### PROBLEM DESCRIPTION
Reproduce the transcript below, about kindness and connection, in full and word for word.

### TEXT PROVIDED
— Begin —

Yeah, I think that's what the one thing that we are, we're an animal, but we're also the next stage of animals, where we're aware of who we are, and we contemplate our existence. And when you contemplate your existence in your intelligent life form, you should always be seeking to improve. If you're always seeking to improve, the thing that you look at, like, what has brought me the most positive results? So it's kindness, it's kindness, friendship, the connection with human beings on a very positive level where you build up like a trust in you, you have a warmth and friendship and you root for each other and you share in each other's bounty and you build together. You know that we all know inherently in our in our heads that kindness is like one of the best gifts you can bestow another human being whether it's giving them food when they don't have any or helping them out or hooking them up or doing something to help them just or being around them and and complimenting them and whatever the fuck it is we know that inherently that feels great. And we know it. We know that that's the next. We have to figure out how to use our resources together so that we can be like that all the time.

SPEAKER_04

31:34 - 32:24

Well, as a person, I see it because I know when I was younger, I like you. Super fucking competitive. You know, just look at stand up. I mean, you and I think probably pushed ourselves as hard as we possibly could for 10 years. Yeah. Non-stop. And then I got to a certain age where like now I appreciate like hanging out with you today just felt so fucking great like you know somebody has a shared history with you that you know has similar visions on life and things and that wasn't as important to me when I was like in my early 20s all I cared about was competing winning I got a you know and creatively I enjoyed it all but But I think as you get older, you start to really understand what you just said, that the kindness and the connection is where it's all at. You look at all these studies on, they're doing a lot of sort of quantifiable happiness, you know, studies on what brings this happiness. It always comes that it's never about money.

— End —

### DATA EXTRACT

— Begin —

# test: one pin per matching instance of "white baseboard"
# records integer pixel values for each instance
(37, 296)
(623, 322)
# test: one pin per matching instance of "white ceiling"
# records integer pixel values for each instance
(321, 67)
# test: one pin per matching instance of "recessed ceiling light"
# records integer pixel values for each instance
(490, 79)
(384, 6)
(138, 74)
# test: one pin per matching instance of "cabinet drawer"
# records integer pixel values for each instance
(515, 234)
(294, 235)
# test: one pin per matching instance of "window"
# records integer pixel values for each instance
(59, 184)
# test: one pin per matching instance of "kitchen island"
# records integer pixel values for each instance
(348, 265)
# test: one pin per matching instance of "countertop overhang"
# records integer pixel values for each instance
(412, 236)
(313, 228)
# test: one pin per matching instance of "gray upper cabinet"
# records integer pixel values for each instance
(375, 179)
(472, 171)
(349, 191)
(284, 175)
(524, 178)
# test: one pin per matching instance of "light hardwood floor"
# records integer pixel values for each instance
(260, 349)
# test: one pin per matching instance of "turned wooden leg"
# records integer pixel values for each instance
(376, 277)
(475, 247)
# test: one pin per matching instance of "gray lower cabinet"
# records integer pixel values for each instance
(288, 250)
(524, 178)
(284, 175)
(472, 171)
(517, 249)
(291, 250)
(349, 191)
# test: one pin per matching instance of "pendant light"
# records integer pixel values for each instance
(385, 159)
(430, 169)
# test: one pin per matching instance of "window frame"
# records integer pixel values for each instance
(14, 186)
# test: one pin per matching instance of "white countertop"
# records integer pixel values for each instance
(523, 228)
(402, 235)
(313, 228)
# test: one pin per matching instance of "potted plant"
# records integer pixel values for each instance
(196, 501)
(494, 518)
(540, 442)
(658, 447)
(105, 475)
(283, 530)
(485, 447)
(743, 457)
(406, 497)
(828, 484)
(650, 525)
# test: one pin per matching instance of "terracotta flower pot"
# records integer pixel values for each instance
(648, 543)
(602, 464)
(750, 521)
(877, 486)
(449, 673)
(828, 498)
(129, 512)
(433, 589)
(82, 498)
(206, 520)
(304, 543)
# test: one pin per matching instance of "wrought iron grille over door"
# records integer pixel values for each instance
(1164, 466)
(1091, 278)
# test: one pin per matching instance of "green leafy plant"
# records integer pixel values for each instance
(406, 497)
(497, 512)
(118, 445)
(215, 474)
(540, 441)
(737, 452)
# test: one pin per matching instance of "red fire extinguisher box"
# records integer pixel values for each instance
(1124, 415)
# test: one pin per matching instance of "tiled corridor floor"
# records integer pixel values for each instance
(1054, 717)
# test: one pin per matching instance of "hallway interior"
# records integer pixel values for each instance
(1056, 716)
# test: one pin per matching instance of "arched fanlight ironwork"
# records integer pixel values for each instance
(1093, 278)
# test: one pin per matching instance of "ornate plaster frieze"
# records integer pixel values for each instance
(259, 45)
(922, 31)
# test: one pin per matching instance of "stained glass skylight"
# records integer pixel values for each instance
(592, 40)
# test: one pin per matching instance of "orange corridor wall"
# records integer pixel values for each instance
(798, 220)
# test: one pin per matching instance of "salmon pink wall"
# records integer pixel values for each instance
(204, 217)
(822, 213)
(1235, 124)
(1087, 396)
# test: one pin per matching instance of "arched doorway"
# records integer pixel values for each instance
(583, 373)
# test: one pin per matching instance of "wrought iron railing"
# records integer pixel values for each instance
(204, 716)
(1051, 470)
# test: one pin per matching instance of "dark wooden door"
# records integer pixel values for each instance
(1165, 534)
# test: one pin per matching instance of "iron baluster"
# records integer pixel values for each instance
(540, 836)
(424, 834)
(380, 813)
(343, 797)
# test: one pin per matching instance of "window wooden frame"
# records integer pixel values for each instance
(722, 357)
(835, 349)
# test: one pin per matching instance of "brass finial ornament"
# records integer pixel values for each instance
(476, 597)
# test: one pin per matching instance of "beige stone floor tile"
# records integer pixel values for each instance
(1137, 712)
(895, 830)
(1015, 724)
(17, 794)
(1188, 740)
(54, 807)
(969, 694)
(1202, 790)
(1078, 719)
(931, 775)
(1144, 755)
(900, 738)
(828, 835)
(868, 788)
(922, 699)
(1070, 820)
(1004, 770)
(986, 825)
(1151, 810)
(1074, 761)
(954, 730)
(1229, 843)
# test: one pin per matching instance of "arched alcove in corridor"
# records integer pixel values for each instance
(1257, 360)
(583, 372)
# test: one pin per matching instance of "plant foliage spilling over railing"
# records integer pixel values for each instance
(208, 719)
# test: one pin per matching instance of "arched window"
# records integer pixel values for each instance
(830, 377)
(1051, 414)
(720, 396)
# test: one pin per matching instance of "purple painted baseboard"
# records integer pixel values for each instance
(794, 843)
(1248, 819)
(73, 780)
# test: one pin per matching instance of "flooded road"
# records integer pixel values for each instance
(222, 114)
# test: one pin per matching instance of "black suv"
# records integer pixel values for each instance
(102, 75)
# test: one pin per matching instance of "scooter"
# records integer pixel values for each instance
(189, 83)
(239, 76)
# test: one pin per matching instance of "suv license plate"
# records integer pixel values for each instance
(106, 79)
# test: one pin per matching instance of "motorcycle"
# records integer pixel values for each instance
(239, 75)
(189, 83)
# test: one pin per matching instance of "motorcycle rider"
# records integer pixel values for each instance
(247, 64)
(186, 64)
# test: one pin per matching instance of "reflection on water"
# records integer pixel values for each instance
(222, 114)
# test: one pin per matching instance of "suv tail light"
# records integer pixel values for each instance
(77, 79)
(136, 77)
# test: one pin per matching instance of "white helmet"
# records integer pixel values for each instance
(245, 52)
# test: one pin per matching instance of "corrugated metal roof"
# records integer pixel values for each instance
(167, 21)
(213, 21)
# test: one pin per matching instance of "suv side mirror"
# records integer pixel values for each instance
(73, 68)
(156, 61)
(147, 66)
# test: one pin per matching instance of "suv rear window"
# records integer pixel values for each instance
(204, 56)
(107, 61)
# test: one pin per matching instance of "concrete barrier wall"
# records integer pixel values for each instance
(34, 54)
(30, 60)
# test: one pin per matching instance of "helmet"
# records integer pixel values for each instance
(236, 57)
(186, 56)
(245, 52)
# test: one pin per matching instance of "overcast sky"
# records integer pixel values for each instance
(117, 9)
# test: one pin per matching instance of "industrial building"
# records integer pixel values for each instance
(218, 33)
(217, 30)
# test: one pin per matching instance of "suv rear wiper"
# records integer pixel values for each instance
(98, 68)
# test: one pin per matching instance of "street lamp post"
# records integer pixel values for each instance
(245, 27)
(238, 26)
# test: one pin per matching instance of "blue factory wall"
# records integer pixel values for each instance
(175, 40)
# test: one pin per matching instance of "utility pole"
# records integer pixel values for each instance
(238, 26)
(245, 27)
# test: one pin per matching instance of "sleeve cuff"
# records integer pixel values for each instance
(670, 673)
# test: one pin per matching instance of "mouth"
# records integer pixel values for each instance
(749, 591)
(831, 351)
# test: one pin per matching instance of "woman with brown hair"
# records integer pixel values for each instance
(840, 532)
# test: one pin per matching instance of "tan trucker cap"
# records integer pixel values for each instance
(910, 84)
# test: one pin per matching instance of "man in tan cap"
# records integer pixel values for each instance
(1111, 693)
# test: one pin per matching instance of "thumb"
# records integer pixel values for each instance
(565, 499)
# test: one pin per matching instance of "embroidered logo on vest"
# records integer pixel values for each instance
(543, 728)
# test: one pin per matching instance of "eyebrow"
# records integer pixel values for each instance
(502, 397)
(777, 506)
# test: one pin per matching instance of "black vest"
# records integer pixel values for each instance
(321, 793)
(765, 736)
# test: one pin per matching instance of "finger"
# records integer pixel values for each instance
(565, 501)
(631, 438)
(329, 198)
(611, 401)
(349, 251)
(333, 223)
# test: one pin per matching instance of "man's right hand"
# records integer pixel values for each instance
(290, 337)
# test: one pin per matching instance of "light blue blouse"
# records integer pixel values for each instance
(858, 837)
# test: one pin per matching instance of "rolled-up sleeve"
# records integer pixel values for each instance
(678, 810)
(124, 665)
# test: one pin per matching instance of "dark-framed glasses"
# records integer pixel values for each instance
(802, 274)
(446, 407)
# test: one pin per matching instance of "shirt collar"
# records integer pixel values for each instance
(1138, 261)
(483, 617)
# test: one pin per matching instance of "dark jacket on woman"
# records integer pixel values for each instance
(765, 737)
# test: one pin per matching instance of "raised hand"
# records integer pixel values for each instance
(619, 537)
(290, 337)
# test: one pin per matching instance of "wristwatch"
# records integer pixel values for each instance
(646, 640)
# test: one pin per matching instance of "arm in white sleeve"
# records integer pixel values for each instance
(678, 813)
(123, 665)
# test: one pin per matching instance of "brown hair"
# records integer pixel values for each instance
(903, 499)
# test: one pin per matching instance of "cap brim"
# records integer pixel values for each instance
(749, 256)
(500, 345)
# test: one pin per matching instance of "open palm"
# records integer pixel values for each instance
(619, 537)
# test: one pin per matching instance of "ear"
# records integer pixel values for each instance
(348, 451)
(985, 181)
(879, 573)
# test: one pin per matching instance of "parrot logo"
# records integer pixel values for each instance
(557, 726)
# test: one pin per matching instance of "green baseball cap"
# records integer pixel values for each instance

— End —

### CORRECT OUTPUT
Yeah, I think that's what the one thing that we are, we're an animal, but we're also the next stage of animals, where we're aware of who we are, and we contemplate our existence. And when you contemplate your existence in your intelligent life form, you should always be seeking to improve. If you're always seeking to improve, the thing that you look at, like, what has brought me the most positive results? So it's kindness, it's kindness, friendship, the connection with human beings on a very positive level where you build up like a trust in you, you have a warmth and friendship and you root for each other and you share in each other's bounty and you build together. You know that we all know inherently in our in our heads that kindness is like one of the best gifts you can bestow another human being whether it's giving them food when they don't have any or helping them out or hooking them up or doing something to help them just or being around them and and complimenting them and whatever the fuck it is we know that inherently that feels great. And we know it. We know that that's the next. We have to figure out how to use our resources together so that we can be like that all the time.

SPEAKER_04

31:34 - 32:24

Well, as a person, I see it because I know when I was younger, I like you. Super fucking competitive. You know, just look at stand up. I mean, you and I think probably pushed ourselves as hard as we possibly could for 10 years. Yeah. Non-stop. And then I got to a certain age where like now I appreciate like hanging out with you today just felt so fucking great like you know somebody has a shared history with you that you know has similar visions on life and things and that wasn't as important to me when I was like in my early 20s all I cared about was competing winning I got a you know and creatively I enjoyed it all but But I think as you get older, you start to really understand what you just said, that the kindness and the connection is where it's all at. You look at all these studies on, they're doing a lot of sort of quantifiable happiness, you know, studies on what brings this happiness. It always comes that it's never about money.